DATASET RECORDS start
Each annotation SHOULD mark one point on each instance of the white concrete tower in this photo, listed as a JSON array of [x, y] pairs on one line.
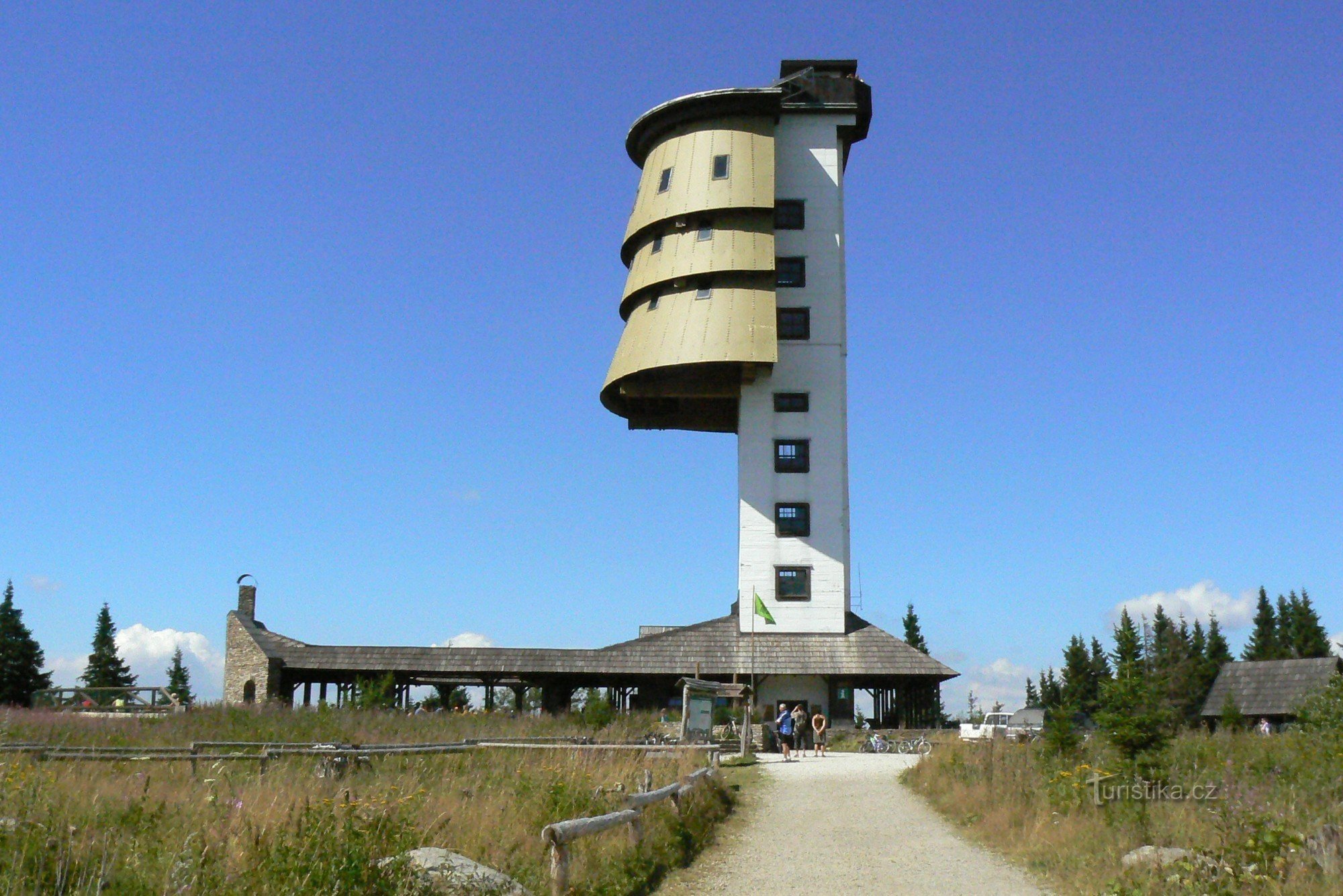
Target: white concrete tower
[[735, 317]]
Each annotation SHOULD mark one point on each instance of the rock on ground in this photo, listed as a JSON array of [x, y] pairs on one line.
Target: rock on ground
[[844, 824], [1154, 856], [452, 873]]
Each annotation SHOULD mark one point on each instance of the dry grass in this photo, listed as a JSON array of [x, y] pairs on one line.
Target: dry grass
[[152, 827], [1037, 809]]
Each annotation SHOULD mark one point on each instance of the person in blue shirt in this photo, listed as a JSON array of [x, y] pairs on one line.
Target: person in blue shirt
[[785, 725]]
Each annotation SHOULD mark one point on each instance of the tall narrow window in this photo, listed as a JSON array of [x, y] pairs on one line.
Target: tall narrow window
[[793, 521], [792, 455], [790, 215], [794, 323], [793, 583], [790, 271]]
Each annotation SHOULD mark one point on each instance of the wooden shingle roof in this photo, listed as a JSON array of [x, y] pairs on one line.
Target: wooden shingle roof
[[1270, 687], [715, 648]]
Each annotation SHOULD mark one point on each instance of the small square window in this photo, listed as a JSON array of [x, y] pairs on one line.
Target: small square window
[[792, 455], [790, 215], [793, 521], [790, 271], [793, 583], [794, 323]]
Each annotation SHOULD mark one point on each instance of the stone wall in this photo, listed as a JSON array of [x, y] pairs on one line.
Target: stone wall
[[246, 662]]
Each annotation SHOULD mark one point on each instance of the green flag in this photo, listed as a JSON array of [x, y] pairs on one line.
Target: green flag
[[762, 611]]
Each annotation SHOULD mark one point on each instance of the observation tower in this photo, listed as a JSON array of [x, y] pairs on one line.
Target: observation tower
[[735, 315]]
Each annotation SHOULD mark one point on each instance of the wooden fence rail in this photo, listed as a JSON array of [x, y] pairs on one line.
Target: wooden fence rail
[[559, 835]]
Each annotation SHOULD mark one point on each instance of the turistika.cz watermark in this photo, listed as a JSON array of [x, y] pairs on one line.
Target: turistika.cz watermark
[[1145, 791]]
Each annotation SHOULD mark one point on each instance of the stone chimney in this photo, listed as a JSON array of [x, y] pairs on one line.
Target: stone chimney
[[248, 601]]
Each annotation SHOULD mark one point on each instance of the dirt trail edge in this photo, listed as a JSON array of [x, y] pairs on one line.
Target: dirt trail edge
[[843, 824]]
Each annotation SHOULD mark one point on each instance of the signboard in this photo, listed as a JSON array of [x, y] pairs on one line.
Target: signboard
[[699, 718]]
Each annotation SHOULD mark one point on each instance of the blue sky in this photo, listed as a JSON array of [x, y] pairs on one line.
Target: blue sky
[[326, 294]]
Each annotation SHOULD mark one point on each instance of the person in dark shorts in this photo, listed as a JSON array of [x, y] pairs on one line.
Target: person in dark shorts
[[819, 734], [800, 730], [785, 728]]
DATASET RECORDS end
» **INSTRUCTIONS TO FOLLOW**
Copy out verbatim the stretch from the line containing "the stone chimney" through the end of the material.

» **RESULT OF THIS TASK**
Each annotation SHOULD mark one point on each instance of the stone chimney in this photo, listed as a JSON array of [x, y] pairs on one line.
Target: stone chimney
[[248, 601]]
Each annotation SHOULD mark one point on each instance of the dirt trail edge in this photo, listed as a JSON array of [x, y] pairs on one line.
Target: dirt trail edge
[[843, 824]]
Each annotation SHOULD mark one point on each instance of the signboard in this photo, listed as a JSON array of [x, y] pairs on one line.
Target: signboard
[[699, 718]]
Each annotation SHOULD mark one point on each instance of the blue sky in this photo, listed as a JSON array of [x, y] pairs on one line.
Target: blue sky
[[326, 294]]
Each annotation SHOULD mark one point on each instance of the person in dark shorts in this photo, listed as a JSON array of [x, y] pairs on one line.
Target: person in dark shorts
[[819, 734], [800, 730], [785, 728]]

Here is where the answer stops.